### YOUR INSTRUCTIONS:
Give the stretch of lines from the one containing "phrase -- flat roof" through the one containing "(1081, 385)", both included, as a JSON list of strings with one string per line, leaving out blank lines.

== LISTED ENTRIES

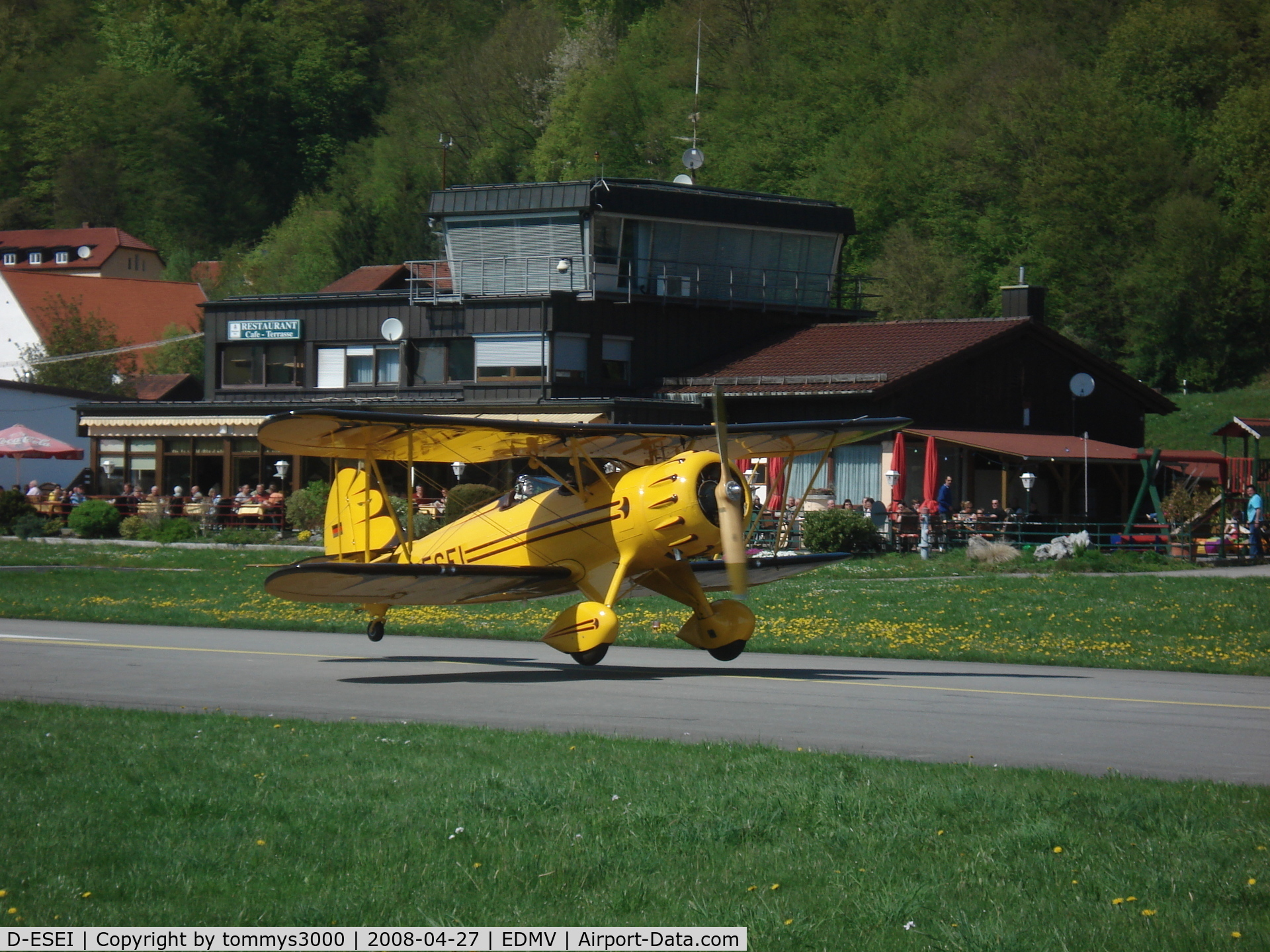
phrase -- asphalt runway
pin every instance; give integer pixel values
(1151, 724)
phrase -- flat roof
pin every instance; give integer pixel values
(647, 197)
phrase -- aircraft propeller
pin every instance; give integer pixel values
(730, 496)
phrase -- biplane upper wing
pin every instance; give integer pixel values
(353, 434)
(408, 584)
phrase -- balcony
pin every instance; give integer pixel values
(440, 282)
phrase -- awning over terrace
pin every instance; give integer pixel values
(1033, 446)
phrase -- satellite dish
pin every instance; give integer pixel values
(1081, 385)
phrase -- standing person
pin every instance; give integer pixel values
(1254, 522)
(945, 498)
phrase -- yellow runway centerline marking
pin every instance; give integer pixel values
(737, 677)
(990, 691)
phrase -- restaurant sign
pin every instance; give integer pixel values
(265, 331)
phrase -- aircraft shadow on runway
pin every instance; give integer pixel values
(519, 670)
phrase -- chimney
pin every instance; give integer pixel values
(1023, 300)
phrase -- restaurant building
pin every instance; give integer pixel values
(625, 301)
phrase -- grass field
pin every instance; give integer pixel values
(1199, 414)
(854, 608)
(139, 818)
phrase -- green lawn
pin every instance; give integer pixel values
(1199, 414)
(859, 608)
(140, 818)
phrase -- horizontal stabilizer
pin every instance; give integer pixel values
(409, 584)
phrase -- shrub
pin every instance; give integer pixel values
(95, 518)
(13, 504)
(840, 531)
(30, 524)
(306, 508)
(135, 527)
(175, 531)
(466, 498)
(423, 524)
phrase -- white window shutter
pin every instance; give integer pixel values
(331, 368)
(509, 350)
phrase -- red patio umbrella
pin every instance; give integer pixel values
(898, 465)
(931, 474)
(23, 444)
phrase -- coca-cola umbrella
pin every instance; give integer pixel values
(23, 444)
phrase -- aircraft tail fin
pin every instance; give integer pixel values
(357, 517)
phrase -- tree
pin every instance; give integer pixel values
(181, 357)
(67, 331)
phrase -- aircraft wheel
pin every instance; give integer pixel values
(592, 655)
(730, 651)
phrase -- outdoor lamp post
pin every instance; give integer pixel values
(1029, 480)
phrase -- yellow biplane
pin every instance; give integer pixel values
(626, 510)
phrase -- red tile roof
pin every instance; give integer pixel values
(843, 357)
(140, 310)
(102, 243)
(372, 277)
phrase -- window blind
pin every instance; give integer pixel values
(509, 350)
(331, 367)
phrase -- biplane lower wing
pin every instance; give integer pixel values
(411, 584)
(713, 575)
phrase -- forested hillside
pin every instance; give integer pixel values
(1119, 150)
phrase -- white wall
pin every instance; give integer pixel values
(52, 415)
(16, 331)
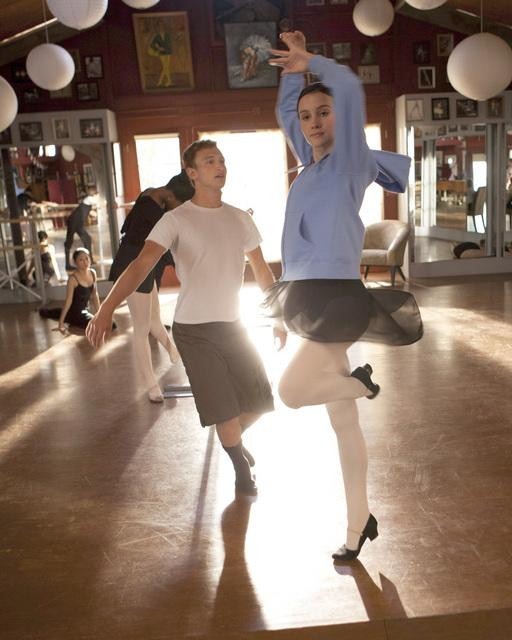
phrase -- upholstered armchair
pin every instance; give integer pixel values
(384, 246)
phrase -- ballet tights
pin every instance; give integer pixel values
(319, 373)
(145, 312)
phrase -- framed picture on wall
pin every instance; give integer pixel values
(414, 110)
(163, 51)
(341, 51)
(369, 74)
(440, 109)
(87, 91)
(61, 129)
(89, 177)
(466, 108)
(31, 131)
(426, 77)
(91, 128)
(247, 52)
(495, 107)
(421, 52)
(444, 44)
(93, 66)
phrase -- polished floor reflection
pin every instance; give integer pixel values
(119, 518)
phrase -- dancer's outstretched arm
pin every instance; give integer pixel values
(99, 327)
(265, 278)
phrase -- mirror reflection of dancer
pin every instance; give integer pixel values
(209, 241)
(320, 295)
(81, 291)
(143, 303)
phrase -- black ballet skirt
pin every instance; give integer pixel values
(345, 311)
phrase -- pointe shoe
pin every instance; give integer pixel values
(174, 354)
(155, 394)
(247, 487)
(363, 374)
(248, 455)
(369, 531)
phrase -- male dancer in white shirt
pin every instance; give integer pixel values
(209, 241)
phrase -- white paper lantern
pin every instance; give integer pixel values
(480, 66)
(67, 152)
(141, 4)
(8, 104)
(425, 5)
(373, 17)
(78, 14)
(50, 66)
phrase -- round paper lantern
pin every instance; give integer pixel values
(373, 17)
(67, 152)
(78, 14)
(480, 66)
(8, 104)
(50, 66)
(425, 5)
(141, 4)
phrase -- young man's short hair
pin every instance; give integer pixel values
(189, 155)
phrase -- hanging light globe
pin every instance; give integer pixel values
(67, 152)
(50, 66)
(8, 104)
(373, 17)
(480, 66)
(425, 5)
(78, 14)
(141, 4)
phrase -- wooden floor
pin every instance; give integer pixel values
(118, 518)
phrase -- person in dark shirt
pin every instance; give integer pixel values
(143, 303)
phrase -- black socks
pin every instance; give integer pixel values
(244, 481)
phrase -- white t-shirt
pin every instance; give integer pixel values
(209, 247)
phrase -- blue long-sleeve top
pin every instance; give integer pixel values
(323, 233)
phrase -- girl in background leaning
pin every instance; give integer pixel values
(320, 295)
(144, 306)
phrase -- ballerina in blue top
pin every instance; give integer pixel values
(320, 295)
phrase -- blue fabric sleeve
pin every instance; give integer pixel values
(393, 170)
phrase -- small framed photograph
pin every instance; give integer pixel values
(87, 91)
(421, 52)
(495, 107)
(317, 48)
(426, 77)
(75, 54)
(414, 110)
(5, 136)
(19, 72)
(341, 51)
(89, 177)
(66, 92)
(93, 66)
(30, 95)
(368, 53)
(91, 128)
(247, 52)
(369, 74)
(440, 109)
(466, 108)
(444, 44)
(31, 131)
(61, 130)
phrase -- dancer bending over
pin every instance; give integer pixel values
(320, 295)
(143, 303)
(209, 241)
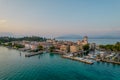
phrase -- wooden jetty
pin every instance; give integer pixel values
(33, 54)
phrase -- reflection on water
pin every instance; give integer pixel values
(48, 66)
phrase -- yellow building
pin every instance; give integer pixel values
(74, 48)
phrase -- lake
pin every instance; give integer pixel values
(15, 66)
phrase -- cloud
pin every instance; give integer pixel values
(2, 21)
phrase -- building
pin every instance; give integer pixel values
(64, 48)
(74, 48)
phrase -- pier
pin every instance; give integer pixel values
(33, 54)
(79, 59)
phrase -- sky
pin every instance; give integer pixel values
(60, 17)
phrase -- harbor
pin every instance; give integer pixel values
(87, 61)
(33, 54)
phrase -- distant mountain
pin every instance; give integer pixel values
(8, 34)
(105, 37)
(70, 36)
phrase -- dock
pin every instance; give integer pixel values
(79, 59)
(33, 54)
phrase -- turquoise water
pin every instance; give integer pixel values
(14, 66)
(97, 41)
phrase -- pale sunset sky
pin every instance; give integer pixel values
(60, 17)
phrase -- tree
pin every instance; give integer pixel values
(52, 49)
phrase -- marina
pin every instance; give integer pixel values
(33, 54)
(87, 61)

====

### COMPLETE ANSWER:
[
  "phrase -- flat roof",
  "pin every instance; give integer pixel values",
  "(647, 197)",
  "phrase -- aircraft propeller",
  "pin every instance; give integer pixel values",
  "(730, 496)",
  "phrase -- biplane upper wing",
  "pin every instance; give integer pixel values",
  "(353, 434)",
  "(408, 584)",
  "phrase -- balcony",
  "pin every instance; give integer pixel values",
  "(440, 282)",
  "phrase -- awning over terrace",
  "pin every instance; give integer pixel values",
  "(1033, 446)",
  "phrase -- satellite dish",
  "pin every instance; give integer pixel values",
  "(1081, 385)"
]